### WHAT IS BEING ASKED:
Your reply should repeat all records verbatim and contain no images.

*** Opening of RECORDS FOR THIS EXERCISE ***

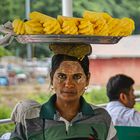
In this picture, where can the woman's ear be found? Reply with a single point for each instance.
(123, 98)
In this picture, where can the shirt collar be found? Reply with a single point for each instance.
(48, 109)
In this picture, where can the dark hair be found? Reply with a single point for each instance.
(57, 59)
(117, 84)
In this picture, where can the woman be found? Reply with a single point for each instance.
(67, 115)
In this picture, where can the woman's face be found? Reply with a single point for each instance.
(69, 81)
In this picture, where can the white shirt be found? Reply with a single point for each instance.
(123, 116)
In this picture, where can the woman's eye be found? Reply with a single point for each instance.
(62, 76)
(77, 77)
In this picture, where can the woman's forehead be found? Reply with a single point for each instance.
(70, 66)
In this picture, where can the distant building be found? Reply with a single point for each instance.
(123, 57)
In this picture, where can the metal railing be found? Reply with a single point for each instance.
(5, 121)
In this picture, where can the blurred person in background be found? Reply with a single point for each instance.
(120, 92)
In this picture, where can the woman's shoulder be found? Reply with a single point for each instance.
(26, 109)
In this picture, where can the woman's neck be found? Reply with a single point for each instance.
(68, 110)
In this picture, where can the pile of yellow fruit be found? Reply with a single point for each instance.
(92, 23)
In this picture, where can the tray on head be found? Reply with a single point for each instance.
(68, 39)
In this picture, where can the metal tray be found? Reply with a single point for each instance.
(68, 39)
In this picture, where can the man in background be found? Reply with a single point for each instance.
(120, 92)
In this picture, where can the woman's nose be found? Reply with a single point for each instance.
(69, 82)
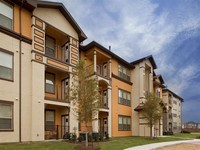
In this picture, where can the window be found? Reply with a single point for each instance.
(50, 83)
(6, 116)
(124, 72)
(50, 46)
(124, 123)
(124, 97)
(175, 102)
(6, 66)
(6, 15)
(49, 120)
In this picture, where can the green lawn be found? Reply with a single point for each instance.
(115, 143)
(38, 146)
(186, 135)
(125, 142)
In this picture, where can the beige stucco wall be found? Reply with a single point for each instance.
(10, 90)
(140, 126)
(55, 18)
(38, 73)
(26, 92)
(176, 109)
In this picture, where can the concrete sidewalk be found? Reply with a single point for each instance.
(157, 145)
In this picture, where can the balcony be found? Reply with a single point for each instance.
(57, 93)
(104, 102)
(56, 45)
(56, 85)
(101, 70)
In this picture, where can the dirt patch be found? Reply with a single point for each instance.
(182, 146)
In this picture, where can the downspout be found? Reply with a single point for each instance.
(20, 70)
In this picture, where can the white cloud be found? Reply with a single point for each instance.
(134, 29)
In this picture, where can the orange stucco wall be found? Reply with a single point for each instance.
(58, 78)
(26, 21)
(119, 109)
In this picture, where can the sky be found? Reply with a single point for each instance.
(167, 29)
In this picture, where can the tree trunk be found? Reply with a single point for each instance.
(86, 136)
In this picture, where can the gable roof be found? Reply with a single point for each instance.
(95, 44)
(160, 78)
(150, 58)
(66, 14)
(174, 94)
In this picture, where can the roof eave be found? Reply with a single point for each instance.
(46, 4)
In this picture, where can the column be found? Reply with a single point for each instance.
(95, 62)
(110, 111)
(110, 65)
(73, 119)
(151, 81)
(95, 122)
(141, 83)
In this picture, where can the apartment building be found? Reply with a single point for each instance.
(172, 118)
(39, 50)
(143, 80)
(114, 81)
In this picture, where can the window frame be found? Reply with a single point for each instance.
(125, 73)
(9, 4)
(54, 127)
(53, 81)
(124, 126)
(12, 54)
(12, 119)
(122, 100)
(50, 48)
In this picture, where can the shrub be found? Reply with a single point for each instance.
(67, 135)
(107, 136)
(95, 136)
(101, 136)
(89, 137)
(198, 137)
(80, 138)
(185, 131)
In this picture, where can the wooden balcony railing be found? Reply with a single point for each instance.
(58, 93)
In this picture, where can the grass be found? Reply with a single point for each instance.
(115, 143)
(186, 135)
(126, 142)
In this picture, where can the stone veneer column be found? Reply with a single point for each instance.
(73, 120)
(110, 111)
(95, 62)
(95, 123)
(151, 81)
(110, 65)
(141, 83)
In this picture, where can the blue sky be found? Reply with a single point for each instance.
(167, 29)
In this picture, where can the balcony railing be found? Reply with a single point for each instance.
(55, 131)
(100, 72)
(60, 54)
(104, 102)
(59, 93)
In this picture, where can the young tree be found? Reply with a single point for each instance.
(84, 95)
(152, 110)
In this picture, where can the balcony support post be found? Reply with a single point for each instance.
(95, 62)
(110, 111)
(110, 67)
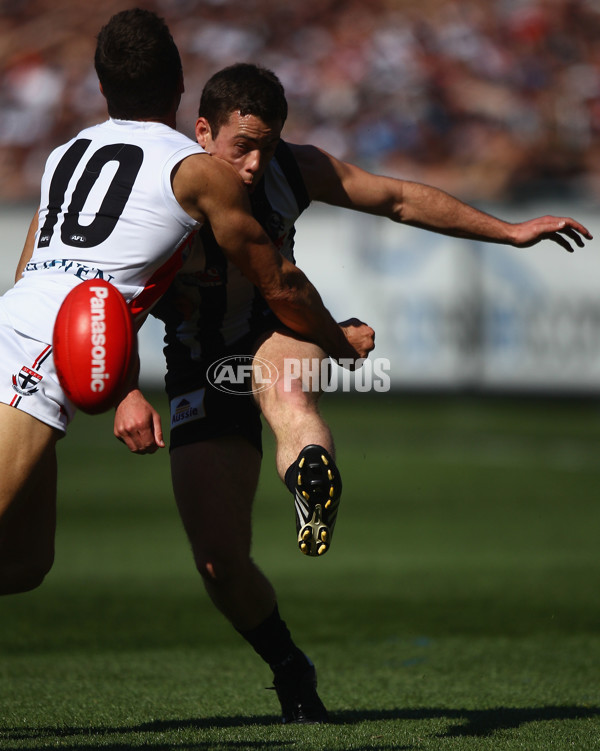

*** Close of RECORDS FOR THIS EXERCISE ***

### ANSWER BELOW:
In this picture, where can the woman's ear be found? Reply with a single point for each instance.
(123, 98)
In this picture, where can the shirt collar be found? Reply with a single point for each instance.
(48, 109)
In this picture, where can the dark hair be found? Reply with a single point for each instance.
(57, 59)
(117, 84)
In this picture, where can the woman be found? Reply with a single point for each instance.
(67, 115)
In this picture, where can the woman's face be found? Reply with a single point for each instance.
(69, 81)
In this picture, where can the white shirt be found? Reply with a single point for each instance.
(123, 116)
In this picture, where can the woman's eye be found? Reply with a single point for each instance.
(62, 76)
(77, 77)
In this picture, where can the woman's forehead be found? Reply with a single point for each instance.
(70, 66)
In this picture, where can the distant building be found? Reply with a single point for each instance.
(123, 57)
In this picture, where can the metal railing be found? Reply with a single point for each instance.
(5, 121)
In this picture, where can the blurred person in background be found? Reply with a single point for each instance.
(120, 92)
In this picture, where can the woman's shoulder be found? Reply with a single point for each instance.
(26, 109)
In this picture, where can the woman's neck be found? Reply with a single point for each instance.
(68, 110)
In this picture, where can the pile of yellow fruit be found? Reply with a single point for each instance.
(92, 23)
In this picture, where can the tray on head be found? Reply with a single point for each instance.
(68, 39)
In this picture, where can the metal tray be found? Reply with a single point for each instance.
(68, 39)
In this picture, where can the man in background be found? Reply with a single point for each instance.
(120, 92)
In this picture, where can the woman's nose be found? Reply with a single point for each instance.
(69, 82)
In this picture, where can the window be found? Reply with a single point for each instance.
(50, 83)
(6, 116)
(124, 72)
(50, 46)
(124, 123)
(124, 97)
(175, 102)
(6, 66)
(6, 15)
(49, 120)
In this picture, where can the green lawn be found? Reply with a single point for each instance.
(115, 143)
(38, 146)
(186, 135)
(125, 142)
In this picture, where can the beige stucco wall be found? Reply with a single point for each instance.
(10, 90)
(140, 126)
(55, 18)
(38, 73)
(26, 92)
(176, 109)
In this picture, where can the concrete sidewalk be found? Reply with a single point for each instance.
(157, 145)
In this picture, where can the balcony be found? Reply with a single point for each instance.
(57, 93)
(104, 102)
(56, 45)
(56, 85)
(101, 70)
In this picture, where can the dirt patch be found? Reply with a single point for each instance.
(182, 146)
In this picture, where can the downspout be found? Reply with a single point for each instance.
(20, 70)
In this picture, where can the white cloud be found? Reply with a single point for each instance.
(134, 29)
In this picture, where can the orange stucco wall be found? Reply with a single point for each instance.
(58, 78)
(26, 21)
(119, 109)
In this picture, where can the sky be found? Reply with a single point for each instance.
(167, 29)
In this picture, where can the tree trunk be found? Reply with a single point for each instance.
(86, 136)
In this picture, where can the gable roof be found? Reply with a single point for each instance.
(95, 44)
(160, 78)
(150, 58)
(66, 14)
(174, 94)
In this picture, where can the roof eave be found? Reply with a single point for each instance.
(46, 4)
In this picture, where can the column be found? Reply with a single point for each instance.
(95, 62)
(110, 111)
(110, 65)
(73, 119)
(151, 81)
(95, 122)
(141, 83)
In this picture, where can the apartment building be found? Reply with a single point for each instance.
(172, 118)
(39, 50)
(143, 80)
(114, 81)
In this picture, where can the window frame be found? Reply with a single point for each instance.
(125, 73)
(9, 4)
(54, 127)
(53, 81)
(124, 126)
(12, 54)
(12, 119)
(122, 100)
(50, 48)
In this picture, where can the shrub be found? Reply with a single point for each instance.
(67, 135)
(107, 136)
(95, 136)
(101, 136)
(89, 137)
(198, 137)
(80, 138)
(185, 131)
In this picture, where can the wooden balcony railing be found? Reply with a single point for each instance.
(58, 93)
In this picture, where can the grass be found? Reply with a single point for each instance.
(115, 143)
(186, 135)
(126, 142)
In this picture, where can the stone veneer column be found? Reply with a single point for each instance.
(73, 120)
(110, 111)
(95, 62)
(95, 123)
(151, 81)
(110, 65)
(141, 83)
In this picture, where can the blue sky be found? Reply with a single point for each instance.
(167, 29)
In this picture, where can the balcony railing be found? Reply with a single point for each instance.
(55, 131)
(100, 72)
(60, 54)
(104, 102)
(59, 93)
In this picture, where can the young tree be found? Reply with a single point for each instance.
(84, 95)
(152, 110)
In this picture, where can the balcony support post be found? Reply with a single point for each instance.
(95, 62)
(110, 111)
(110, 67)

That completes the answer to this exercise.